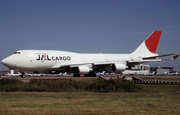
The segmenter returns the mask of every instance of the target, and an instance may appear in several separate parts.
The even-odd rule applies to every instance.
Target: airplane
[[[96,76],[104,76],[105,71],[96,73]]]
[[[18,77],[18,76],[21,76],[21,73],[19,73],[19,72],[18,72],[18,74],[5,73],[5,76]]]
[[[152,72],[152,73],[145,73],[144,75],[155,75],[156,71]]]
[[[67,75],[67,72],[65,73],[59,73],[59,74],[53,74],[54,76],[66,76]]]
[[[49,71],[56,73],[74,73],[74,77],[96,76],[95,72],[105,71],[122,72],[131,69],[134,65],[146,62],[175,60],[179,55],[174,53],[158,55],[157,45],[162,31],[152,32],[146,40],[132,53],[129,54],[93,54],[75,53],[57,50],[19,50],[6,57],[1,63],[9,68],[20,71]],[[170,59],[159,57],[174,55]],[[22,74],[25,77],[25,74]]]
[[[166,72],[159,72],[159,73],[157,73],[156,75],[167,75],[167,71]]]
[[[168,73],[168,75],[179,75],[179,71],[176,71],[174,73]]]

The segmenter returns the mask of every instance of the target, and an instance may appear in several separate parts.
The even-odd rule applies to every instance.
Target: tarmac
[[[162,83],[169,83],[171,82],[179,82],[180,81],[180,75],[178,76],[127,76],[127,77],[134,77],[137,79],[132,79],[133,83],[155,83],[155,82],[162,82]],[[0,79],[2,78],[16,78],[18,80],[21,80],[23,82],[29,82],[31,79],[74,79],[74,80],[88,80],[88,79],[98,79],[98,78],[103,78],[103,79],[114,79],[114,78],[123,78],[123,76],[112,76],[112,75],[105,75],[105,76],[96,76],[96,77],[73,77],[71,75],[68,76],[39,76],[39,77],[9,77],[9,76],[1,76]],[[138,80],[139,79],[139,80]],[[160,79],[160,80],[159,80]],[[167,80],[168,79],[168,80]]]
+-------+
### WHAT IS BEING ASKED
Could you repeat the material from its start up to and including the line with "[[[168,73],[168,75],[179,75],[179,71],[176,71],[174,73]]]", keeping the requests unchanged but scaling every coordinate in the answers by 1.55 and rounding to whole numbers, with halves rounded up? Leave the pictures out.

### PROBLEM SOLUTION
The segmenter returns the mask of every instance of the target, and an instance may appear in several separate parts.
The even-odd rule applies to every instance.
Target: airplane
[[[149,118],[161,118],[163,110],[149,113]]]
[[[28,119],[28,118],[33,118],[33,113],[29,113],[29,112],[28,112],[28,115],[8,113],[8,118]]]
[[[236,112],[236,113],[225,113],[223,116],[240,116],[242,110]]]
[[[104,116],[104,112],[101,113],[91,113],[91,115],[82,115],[84,118],[102,118]]]
[[[76,110],[87,113],[115,113],[115,119],[149,118],[147,112],[163,110],[189,112],[203,107],[208,101],[226,96],[271,93],[277,85],[270,82],[245,85],[243,70],[251,48],[236,50],[226,62],[205,82],[200,84],[144,84],[116,82],[88,78],[29,78],[9,88],[2,98],[14,105],[31,110]],[[264,91],[246,88],[270,85]],[[34,115],[39,119],[39,115]]]
[[[257,112],[246,112],[246,113],[243,113],[242,116],[259,116],[259,110]]]
[[[260,113],[260,116],[277,116],[277,110],[273,110],[270,113]]]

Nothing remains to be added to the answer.